> _Problem to solve_: What is needed here is an exact copy of every entry.

> _Provided information_:
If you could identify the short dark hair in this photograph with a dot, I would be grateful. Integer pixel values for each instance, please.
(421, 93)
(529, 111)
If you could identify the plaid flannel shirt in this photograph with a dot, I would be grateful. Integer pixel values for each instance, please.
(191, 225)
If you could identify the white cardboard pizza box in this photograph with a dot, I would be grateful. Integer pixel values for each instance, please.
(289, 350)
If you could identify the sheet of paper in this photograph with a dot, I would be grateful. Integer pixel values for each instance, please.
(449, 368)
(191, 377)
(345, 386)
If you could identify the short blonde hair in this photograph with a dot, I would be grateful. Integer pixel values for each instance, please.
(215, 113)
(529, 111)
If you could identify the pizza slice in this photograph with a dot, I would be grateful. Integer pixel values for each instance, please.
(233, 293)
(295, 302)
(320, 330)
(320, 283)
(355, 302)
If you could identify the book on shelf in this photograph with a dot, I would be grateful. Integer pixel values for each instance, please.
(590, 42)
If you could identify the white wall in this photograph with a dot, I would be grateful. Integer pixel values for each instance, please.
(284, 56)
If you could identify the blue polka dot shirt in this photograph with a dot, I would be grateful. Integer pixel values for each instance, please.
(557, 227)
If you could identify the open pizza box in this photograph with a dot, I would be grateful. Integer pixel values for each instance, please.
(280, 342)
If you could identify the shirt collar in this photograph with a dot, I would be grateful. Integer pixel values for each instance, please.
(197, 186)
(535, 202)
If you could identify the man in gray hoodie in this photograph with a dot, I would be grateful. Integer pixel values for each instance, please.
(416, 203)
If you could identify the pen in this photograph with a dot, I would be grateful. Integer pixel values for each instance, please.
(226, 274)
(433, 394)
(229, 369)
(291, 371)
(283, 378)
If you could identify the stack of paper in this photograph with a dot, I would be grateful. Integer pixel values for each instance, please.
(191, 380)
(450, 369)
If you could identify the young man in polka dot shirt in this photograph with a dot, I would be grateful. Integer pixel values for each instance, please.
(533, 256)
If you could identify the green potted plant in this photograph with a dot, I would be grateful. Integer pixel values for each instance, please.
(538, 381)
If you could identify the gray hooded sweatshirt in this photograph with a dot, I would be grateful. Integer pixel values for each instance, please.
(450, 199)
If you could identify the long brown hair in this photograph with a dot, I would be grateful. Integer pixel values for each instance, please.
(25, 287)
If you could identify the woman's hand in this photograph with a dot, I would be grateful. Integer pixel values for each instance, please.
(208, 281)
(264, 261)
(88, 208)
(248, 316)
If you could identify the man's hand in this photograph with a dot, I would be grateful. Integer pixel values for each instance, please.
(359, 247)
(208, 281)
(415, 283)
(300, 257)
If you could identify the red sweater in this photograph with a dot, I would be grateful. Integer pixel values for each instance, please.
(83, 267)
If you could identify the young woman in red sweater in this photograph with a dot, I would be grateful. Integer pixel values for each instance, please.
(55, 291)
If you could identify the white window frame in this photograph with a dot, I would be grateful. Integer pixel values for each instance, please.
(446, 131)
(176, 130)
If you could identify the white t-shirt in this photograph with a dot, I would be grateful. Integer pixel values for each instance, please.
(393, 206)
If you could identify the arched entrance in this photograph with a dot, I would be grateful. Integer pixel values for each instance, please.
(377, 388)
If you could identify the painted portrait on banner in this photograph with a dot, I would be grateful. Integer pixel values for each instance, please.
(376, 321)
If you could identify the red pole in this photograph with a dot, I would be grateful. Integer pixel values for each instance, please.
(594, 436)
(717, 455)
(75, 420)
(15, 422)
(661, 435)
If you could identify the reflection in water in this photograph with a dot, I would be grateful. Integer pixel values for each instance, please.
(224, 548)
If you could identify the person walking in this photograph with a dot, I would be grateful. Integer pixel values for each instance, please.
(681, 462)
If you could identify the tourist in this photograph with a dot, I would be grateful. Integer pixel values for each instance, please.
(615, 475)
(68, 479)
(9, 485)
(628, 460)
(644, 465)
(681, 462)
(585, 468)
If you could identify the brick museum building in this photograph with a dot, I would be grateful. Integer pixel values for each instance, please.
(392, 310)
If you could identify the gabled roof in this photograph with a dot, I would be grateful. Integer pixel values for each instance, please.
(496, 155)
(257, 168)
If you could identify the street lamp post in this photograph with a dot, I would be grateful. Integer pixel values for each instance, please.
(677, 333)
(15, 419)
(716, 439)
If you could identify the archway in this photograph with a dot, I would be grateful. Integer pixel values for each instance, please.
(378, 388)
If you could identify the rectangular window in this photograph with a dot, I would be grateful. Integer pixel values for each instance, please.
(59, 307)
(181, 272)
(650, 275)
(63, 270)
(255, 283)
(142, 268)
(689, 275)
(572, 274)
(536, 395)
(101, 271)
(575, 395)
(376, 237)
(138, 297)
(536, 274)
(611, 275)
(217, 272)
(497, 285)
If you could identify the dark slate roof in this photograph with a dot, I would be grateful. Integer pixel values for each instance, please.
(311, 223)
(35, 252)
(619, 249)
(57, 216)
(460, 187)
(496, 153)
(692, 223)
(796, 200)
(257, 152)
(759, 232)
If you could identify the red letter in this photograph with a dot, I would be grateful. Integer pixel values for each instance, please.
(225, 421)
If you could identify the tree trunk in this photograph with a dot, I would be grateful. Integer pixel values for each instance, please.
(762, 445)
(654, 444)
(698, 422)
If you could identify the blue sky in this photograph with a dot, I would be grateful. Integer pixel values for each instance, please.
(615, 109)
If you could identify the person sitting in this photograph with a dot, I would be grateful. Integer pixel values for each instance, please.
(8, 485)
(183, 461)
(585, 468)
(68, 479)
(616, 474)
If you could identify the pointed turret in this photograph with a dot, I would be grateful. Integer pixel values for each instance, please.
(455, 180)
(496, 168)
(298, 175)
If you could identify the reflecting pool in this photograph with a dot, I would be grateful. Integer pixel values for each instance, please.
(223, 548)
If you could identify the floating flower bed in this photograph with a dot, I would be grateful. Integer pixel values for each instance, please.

> _Full response_:
If you could identify the short dark hair in this photograph with a dot, I would be grateful. Integer pixel values for each instance, please.
(421, 93)
(529, 111)
If you could identify the plaid flannel shirt in this photograph with a dot, I would be grateful. Integer pixel values for each instance, please.
(191, 225)
If you could identify the white cardboard pizza box in this photograph with a dot, I would be grateful. Integer pixel values for each instance, please.
(289, 350)
If you could identify the sheet of paper in this photograph with a dot, I would be grateful. Integer pixel values for each instance, please.
(449, 368)
(191, 377)
(345, 386)
If you could identify the short blonde hair in this photograph with a dot, I would be grateful. Integer pixel values for each instance, please.
(215, 113)
(529, 111)
If you could identify the pizza slice in this photograph with a dot, I would be grateful. Integer pixel values for each instance, please.
(233, 293)
(295, 302)
(320, 330)
(320, 283)
(355, 302)
If you could identify the book on shelf in this photograph with a dot, I would be grateful. Integer pixel values for each instance, please.
(590, 42)
If you could identify the white wall in this photograph with a dot, I would be grateful. Integer pixel values for each instance, please.
(284, 56)
If you could identify the blue polka dot shirt in this photograph with a dot, I would be grateful. Integer pixel values for each instance, please.
(557, 227)
If you could identify the open pizza box in this photograph with a dot, I would be grateful. Integer pixel values for each instance, please.
(280, 342)
If you could identify the shirt collar in this photograph with a dot, I would be grateful. Integer pixel values for each instance, please.
(197, 186)
(535, 202)
If you could identify the man in gray hoodie in this photograph with a dot, I would be grateful. Integer pixel values for each instance, please.
(416, 203)
If you could identify the pen in this photograph with a dot, I would be grateful. Integer pixel values for each instance, please.
(226, 274)
(433, 394)
(229, 369)
(291, 371)
(283, 378)
If you could identify the stack of paper in this photograph with a dot, I would be grateful. Integer pixel values for each instance, please.
(191, 380)
(450, 369)
If you could identify the young man in polka dot shirt in this photograph with a dot, I would be grateful. Integer pixel values for each instance, please.
(533, 256)
If you could identify the green potted plant in this photograph with a dot, I would be grateful. Integer pixel values for each instance, please.
(538, 381)
If you could identify the gray hooded sweatshirt in this photograph with a dot, I would be grateful. Integer pixel values for each instance, please.
(450, 199)
If you could identify the long brown hair in this photograph with a dot, I would be grateful. Integer pixel values for each instance, please.
(25, 287)
If you could identify the woman's hand in this photograph with a dot, I would be grateful. Integer pixel values for each instance, please.
(208, 281)
(264, 261)
(88, 208)
(248, 316)
If you could identify the man's hand in this photograph with a dot, I would be grateful. Integer pixel values for each instance, please.
(359, 247)
(208, 281)
(415, 283)
(300, 257)
If you could identify the red sweater in this photograph with a dot, I would be grateful. Integer pixel values for each instance, please.
(83, 267)
If you could identify the young woman in red sweater in this photograph with a dot, I would be grateful. Integer pixel values for each instance, please.
(55, 291)
If you could identify the white window frame in this photograph with a dot, I would be grateful. Integer pixel values for each instance, please.
(446, 131)
(176, 130)
If you could identify the white t-shirt in this photograph with a dot, I would be grateful. Integer pixel values for each instance, please.
(393, 206)
If you could identify the arched entrance in this photograph with a dot, I would be grateful. Integer pixel values for each instance, please.
(377, 388)
If you could identify the painted portrait on banner in this photograph with a dot, I would be grateful. Integer pixel values for each instance, please.
(376, 321)
If you could identify the red pole in this photograph with a dot, I would be grateful. Integer pixel values for each instance, please.
(594, 436)
(717, 455)
(75, 420)
(15, 422)
(661, 435)
If you could identify the reflection in water in this photograph with a dot, I would be grateful. Integer pixel values for each instance, please.
(224, 548)
If you could identify the person walking in this photograph with a dot, I would be grateful. Integer pixel values for each instance, please.
(681, 462)
If you could identify the tourist in this photograph with a dot, I would be grateful. Integer pixel values for each instance, please.
(615, 475)
(68, 479)
(9, 485)
(628, 460)
(644, 465)
(681, 462)
(585, 468)
If you could identify the brick museum building in this photograph with a dot, I would be grateful. Integer pixel values for each instance, please.
(392, 310)
If you could identify the gabled roof in this photograph with a dot, I would be grateful. Integer pixel values for each instance, please.
(496, 155)
(257, 168)
If you could identify the street lamp post in this photograph with a dot, I would be grateful. Integer pixel values for each instance, please.
(677, 333)
(15, 419)
(716, 439)
If you could identify the archway in this photograph with a dot, I would be grateful. Integer pixel values for each instance, please.
(378, 388)
If you could identify the rectangular window in this photograph with a dot, I would be grateful. Integer pixel values for each instance, please.
(59, 307)
(181, 272)
(650, 275)
(63, 270)
(255, 283)
(142, 268)
(689, 275)
(572, 274)
(536, 395)
(101, 271)
(575, 395)
(376, 237)
(138, 297)
(536, 274)
(611, 275)
(217, 272)
(497, 285)
If you could identify the dark slate roof in this photograph with a dot, I would be grateful. Integer pixel values for each instance, please.
(311, 223)
(35, 252)
(619, 249)
(57, 216)
(460, 187)
(496, 153)
(692, 223)
(796, 200)
(257, 152)
(759, 232)
If you could identify the red letter in this photograph with a dot, I would be grateful. Integer pixel values for each instance, please.
(225, 421)
If you could identify the tree trunk in this photograph with a dot, I would be grateful. Integer pixel values for each instance, please.
(762, 445)
(654, 444)
(698, 422)
If you could identify the blue sky in this photograph with a dot, I would be grateful. Integer pixel values for each instance, please.
(615, 109)
If you could identify the person sitting in this photograph with a dot, I would be grateful. Integer pixel values for each instance, please.
(8, 485)
(183, 461)
(585, 468)
(68, 479)
(616, 474)
If you could identify the pointed turret in this photograph with a dot, I would be grateful. Integer pixel values for each instance, please.
(455, 180)
(496, 168)
(298, 175)
If you could identify the reflecting pool in this photograph with a dot, I would be grateful. Integer pixel values for each instance, please.
(223, 548)
If you could identify the floating flower bed in this photograph with a dot, I would be grateful. Integer pixel values for each instance, please.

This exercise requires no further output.